__Exercise prompt__
Print every one of the rows below word for word, leaving out the pictures.

__Data excerpts__
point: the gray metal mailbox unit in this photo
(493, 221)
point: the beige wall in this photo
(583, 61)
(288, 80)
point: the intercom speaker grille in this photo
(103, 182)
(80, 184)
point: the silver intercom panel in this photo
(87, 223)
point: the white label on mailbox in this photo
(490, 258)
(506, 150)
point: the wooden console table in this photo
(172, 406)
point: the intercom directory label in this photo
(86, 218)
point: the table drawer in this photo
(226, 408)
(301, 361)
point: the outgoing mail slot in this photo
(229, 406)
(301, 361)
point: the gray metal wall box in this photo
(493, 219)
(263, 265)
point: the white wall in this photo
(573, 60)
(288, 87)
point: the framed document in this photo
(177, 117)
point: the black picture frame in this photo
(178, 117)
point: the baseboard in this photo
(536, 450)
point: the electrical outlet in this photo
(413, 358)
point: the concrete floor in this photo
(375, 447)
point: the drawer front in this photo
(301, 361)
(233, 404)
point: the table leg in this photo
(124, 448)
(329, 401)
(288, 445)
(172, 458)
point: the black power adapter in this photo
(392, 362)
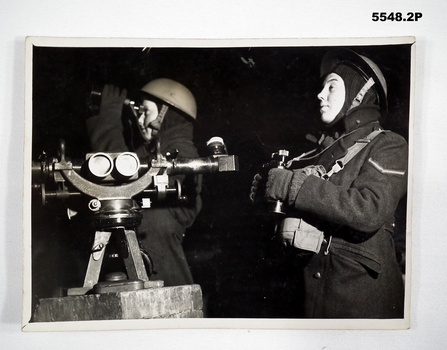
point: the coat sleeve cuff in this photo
(298, 179)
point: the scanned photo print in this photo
(214, 183)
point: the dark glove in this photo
(112, 100)
(255, 187)
(278, 184)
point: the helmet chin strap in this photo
(359, 98)
(155, 125)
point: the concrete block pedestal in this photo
(165, 302)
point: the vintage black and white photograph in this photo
(258, 181)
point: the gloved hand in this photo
(112, 100)
(105, 130)
(284, 185)
(278, 184)
(256, 183)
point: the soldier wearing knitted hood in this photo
(340, 211)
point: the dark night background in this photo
(259, 99)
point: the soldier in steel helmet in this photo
(168, 114)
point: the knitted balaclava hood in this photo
(354, 82)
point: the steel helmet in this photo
(173, 93)
(366, 67)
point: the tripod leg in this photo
(96, 258)
(134, 262)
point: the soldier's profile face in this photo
(149, 115)
(332, 97)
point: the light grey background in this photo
(235, 19)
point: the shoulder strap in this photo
(352, 151)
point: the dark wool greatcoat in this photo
(356, 274)
(162, 228)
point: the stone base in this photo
(166, 302)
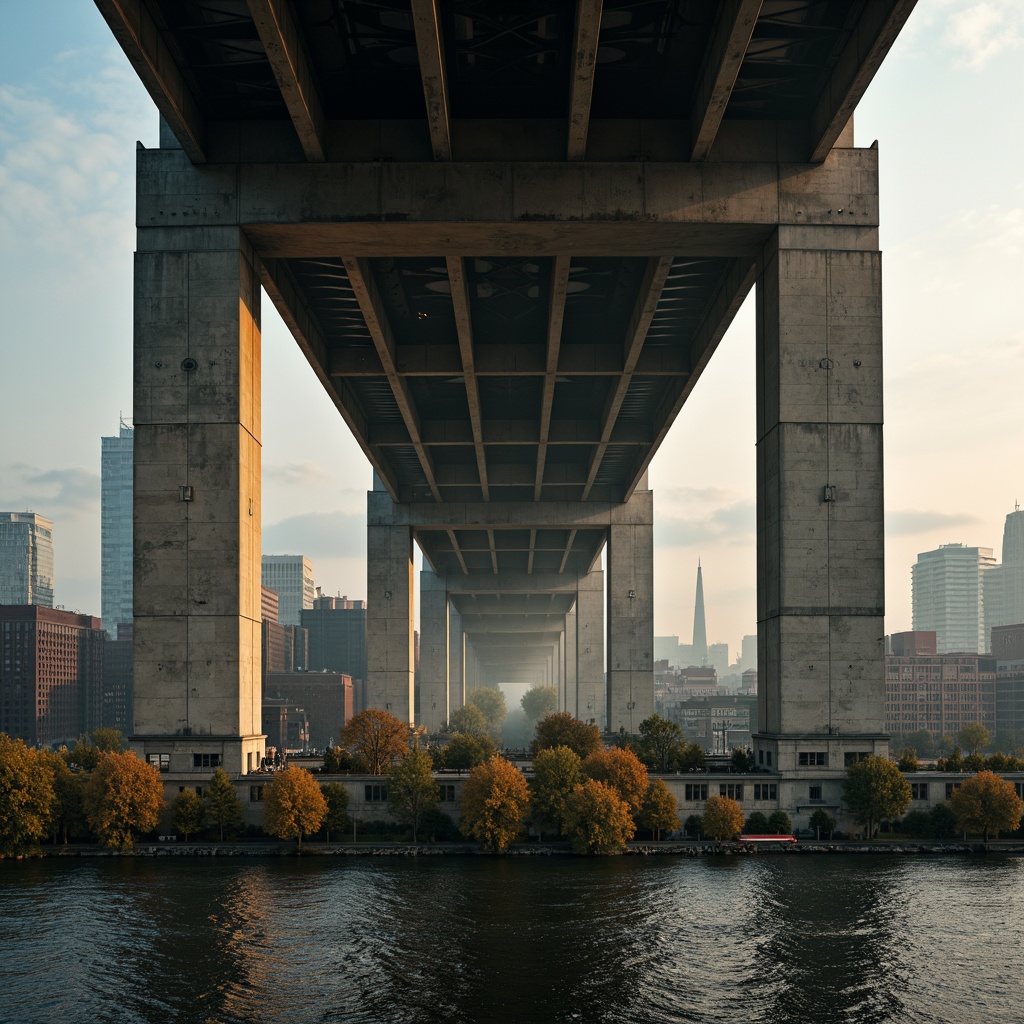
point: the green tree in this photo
(986, 804)
(561, 729)
(556, 772)
(495, 803)
(377, 737)
(623, 770)
(123, 799)
(756, 823)
(26, 796)
(293, 805)
(468, 720)
(222, 809)
(538, 701)
(876, 791)
(186, 812)
(658, 812)
(463, 752)
(723, 818)
(492, 704)
(597, 819)
(336, 819)
(412, 790)
(822, 821)
(973, 737)
(908, 760)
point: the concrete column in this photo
(591, 702)
(820, 579)
(434, 629)
(457, 659)
(390, 607)
(630, 561)
(197, 498)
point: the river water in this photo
(461, 940)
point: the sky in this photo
(944, 109)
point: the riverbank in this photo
(675, 849)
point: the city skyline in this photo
(952, 237)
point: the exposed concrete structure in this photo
(508, 262)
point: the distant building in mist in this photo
(26, 559)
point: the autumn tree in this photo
(722, 818)
(186, 812)
(463, 752)
(623, 770)
(561, 729)
(986, 804)
(973, 737)
(495, 803)
(597, 819)
(123, 798)
(293, 805)
(376, 736)
(658, 812)
(538, 701)
(221, 807)
(876, 791)
(469, 721)
(336, 819)
(412, 790)
(556, 772)
(26, 796)
(492, 704)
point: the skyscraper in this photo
(1005, 583)
(117, 459)
(699, 628)
(947, 596)
(292, 578)
(26, 559)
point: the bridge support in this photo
(820, 579)
(197, 500)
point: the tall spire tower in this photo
(699, 629)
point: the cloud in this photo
(907, 522)
(979, 31)
(317, 535)
(50, 492)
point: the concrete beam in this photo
(283, 43)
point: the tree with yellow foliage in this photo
(986, 804)
(495, 803)
(597, 819)
(293, 805)
(123, 798)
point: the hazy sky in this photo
(945, 110)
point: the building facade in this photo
(948, 596)
(291, 577)
(51, 674)
(26, 559)
(117, 461)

__Worked answer__
point: the gray metal mailbox unit in this photo
(493, 221)
point: the beige wall in this photo
(583, 61)
(288, 80)
point: the intercom speaker grille in this photo
(103, 182)
(80, 184)
point: the silver intercom panel in this photo
(87, 223)
point: the white label on mailbox in this photo
(490, 258)
(506, 150)
point: the wooden console table in this photo
(172, 406)
point: the intercom directory label in this photo
(86, 218)
point: the table drawer in this photo
(226, 408)
(301, 361)
point: the outgoing mail slot in this photo
(229, 406)
(301, 361)
point: the gray metal wall box in this photo
(493, 219)
(263, 265)
point: the white wall in this photo
(573, 60)
(288, 87)
point: the framed document in this photo
(177, 117)
point: the black picture frame in this photo
(178, 117)
point: the baseboard in this photo
(536, 450)
point: the electrical outlet in this photo
(413, 358)
point: the concrete floor in this photo
(375, 447)
point: the drawer front in this photo
(301, 361)
(233, 404)
point: the table leg in this photo
(124, 448)
(329, 401)
(288, 445)
(172, 458)
point: the black power adapter in this photo
(392, 362)
point: the coat sleeve cuff in this photo
(298, 179)
point: the scanned photo print in this photo
(214, 183)
point: the dark glove in this photo
(112, 100)
(255, 187)
(278, 184)
point: the helmet chin strap in this photo
(359, 98)
(155, 125)
point: the concrete block pedestal in this photo
(165, 302)
point: the vintage black and white photograph in this photo
(258, 181)
point: the gloved hand in this photo
(112, 100)
(105, 130)
(284, 185)
(278, 184)
(256, 183)
point: the soldier wearing knitted hood in this photo
(340, 211)
point: the dark night background in this photo
(259, 99)
point: the soldier in steel helmet in this photo
(168, 114)
point: the knitted balaclava hood in this photo
(354, 82)
point: the steel helmet in this photo
(173, 93)
(366, 67)
point: the tripod leg in this photo
(96, 258)
(134, 262)
point: the soldier's profile face in this photo
(149, 115)
(332, 97)
point: the light grey background in this photo
(235, 19)
point: the shoulder strap in this photo
(352, 151)
point: the dark wool greatcoat in this photo
(356, 274)
(162, 228)
point: the stone base in this photo
(166, 302)
point: the green tree in this photo
(986, 804)
(561, 729)
(556, 772)
(495, 803)
(377, 737)
(623, 770)
(123, 799)
(756, 823)
(26, 796)
(293, 805)
(468, 720)
(222, 809)
(538, 701)
(876, 791)
(186, 812)
(658, 812)
(463, 752)
(723, 818)
(492, 704)
(597, 819)
(336, 819)
(412, 790)
(822, 821)
(973, 737)
(908, 760)
point: the concrete column in this photo
(591, 702)
(820, 579)
(434, 629)
(457, 659)
(390, 607)
(630, 561)
(197, 498)
point: the river water in this photo
(461, 940)
point: the sky in this photo
(944, 109)
point: the riverbank in this photo
(675, 849)
point: the city skyline in this photo
(952, 237)
point: the exposed concrete structure in this photo
(508, 262)
point: the distant building in mist in this photo
(26, 559)
point: the autumn tree in this photo
(722, 818)
(186, 812)
(463, 752)
(623, 770)
(561, 729)
(986, 804)
(973, 737)
(495, 803)
(597, 819)
(123, 798)
(293, 805)
(376, 736)
(658, 812)
(538, 701)
(221, 807)
(876, 791)
(469, 721)
(336, 819)
(412, 790)
(556, 772)
(26, 796)
(492, 704)
point: the skyscraper in this photo
(1005, 583)
(117, 459)
(699, 628)
(947, 596)
(292, 578)
(26, 559)
point: the bridge support in this photo
(820, 579)
(197, 500)
point: the tall spire tower in this photo
(699, 629)
point: the cloud in this photo
(907, 522)
(979, 31)
(317, 535)
(50, 492)
point: the concrete beam in this photo
(283, 43)
point: the tree with yellow foliage in this photo
(986, 804)
(495, 803)
(597, 819)
(293, 805)
(123, 798)
point: the hazy sky in this photo
(945, 110)
point: the building facade in this photo
(948, 596)
(291, 577)
(51, 674)
(26, 559)
(117, 461)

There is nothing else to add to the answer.